TASK INSTRUCTIONS:
Reproduce the material below, requests included, from the line containing "Target: rocky gorge wall" through the final line, and shift every coordinate value in the answers by -86.
--*--
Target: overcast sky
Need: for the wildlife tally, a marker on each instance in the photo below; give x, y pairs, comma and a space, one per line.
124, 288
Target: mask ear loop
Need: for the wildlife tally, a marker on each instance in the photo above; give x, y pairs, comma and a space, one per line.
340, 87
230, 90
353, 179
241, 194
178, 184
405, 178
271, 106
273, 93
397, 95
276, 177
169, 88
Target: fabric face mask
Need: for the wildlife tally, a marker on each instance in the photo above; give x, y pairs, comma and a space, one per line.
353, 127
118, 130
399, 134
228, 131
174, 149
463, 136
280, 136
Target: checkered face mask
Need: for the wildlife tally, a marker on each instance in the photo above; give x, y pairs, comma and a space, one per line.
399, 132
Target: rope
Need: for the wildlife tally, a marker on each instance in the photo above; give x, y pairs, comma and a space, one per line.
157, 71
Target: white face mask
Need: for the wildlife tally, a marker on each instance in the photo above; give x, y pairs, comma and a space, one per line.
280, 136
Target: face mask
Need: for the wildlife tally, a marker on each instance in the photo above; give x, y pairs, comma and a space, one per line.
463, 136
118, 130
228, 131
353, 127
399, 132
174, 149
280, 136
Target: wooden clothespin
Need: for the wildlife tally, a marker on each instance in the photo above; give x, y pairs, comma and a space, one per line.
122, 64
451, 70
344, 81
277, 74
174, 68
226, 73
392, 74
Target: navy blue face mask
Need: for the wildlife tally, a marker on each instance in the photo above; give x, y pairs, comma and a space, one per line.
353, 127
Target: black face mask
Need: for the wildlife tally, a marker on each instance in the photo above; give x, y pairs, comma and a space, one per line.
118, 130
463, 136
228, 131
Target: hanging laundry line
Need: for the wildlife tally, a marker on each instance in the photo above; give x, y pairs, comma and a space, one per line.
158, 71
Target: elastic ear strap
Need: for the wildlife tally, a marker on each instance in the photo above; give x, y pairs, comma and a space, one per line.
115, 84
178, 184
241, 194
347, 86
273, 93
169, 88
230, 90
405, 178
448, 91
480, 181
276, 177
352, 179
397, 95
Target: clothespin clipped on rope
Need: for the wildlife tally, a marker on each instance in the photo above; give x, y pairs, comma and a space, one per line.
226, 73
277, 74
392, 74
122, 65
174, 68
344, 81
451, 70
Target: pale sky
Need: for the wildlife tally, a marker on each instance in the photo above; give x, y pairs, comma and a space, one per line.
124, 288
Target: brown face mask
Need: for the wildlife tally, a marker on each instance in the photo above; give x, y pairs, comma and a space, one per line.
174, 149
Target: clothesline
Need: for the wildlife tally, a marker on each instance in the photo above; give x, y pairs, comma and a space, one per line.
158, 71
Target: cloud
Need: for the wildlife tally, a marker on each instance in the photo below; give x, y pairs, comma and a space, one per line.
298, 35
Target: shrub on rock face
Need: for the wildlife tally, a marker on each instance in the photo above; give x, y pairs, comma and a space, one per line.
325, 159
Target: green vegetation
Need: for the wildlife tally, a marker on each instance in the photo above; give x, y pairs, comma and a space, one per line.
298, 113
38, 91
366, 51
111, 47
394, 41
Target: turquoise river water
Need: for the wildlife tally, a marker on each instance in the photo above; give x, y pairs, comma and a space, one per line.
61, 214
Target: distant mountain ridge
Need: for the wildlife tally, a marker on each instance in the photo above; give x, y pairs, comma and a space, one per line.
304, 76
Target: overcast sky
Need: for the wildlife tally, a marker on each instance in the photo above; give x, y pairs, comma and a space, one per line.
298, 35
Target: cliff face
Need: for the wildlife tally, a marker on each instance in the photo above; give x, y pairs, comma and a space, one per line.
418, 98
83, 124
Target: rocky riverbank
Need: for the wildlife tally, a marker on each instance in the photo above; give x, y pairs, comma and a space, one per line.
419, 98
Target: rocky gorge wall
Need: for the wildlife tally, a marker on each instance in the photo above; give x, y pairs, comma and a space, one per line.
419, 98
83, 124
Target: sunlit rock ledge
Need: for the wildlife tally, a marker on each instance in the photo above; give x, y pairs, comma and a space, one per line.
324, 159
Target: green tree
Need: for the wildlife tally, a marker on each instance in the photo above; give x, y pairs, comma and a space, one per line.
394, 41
--*--
EXERCISE OUTPUT:
Target: rocky gorge wall
Need: for the wildlife tally, a marker on each instance in the photo above; give x, y pairs, comma and a space, one per line.
333, 12
-3, 38
Target: sunlit rock ledge
Need: for the wildlife tally, a marker on each instance in the photo above; give x, y pairs, comma and a space, one per line.
238, 73
Target: green tree
Need: for the wildlife tally, a marker on each instance in the photo above; give x, y pairs, comma and a space, one per line.
308, -45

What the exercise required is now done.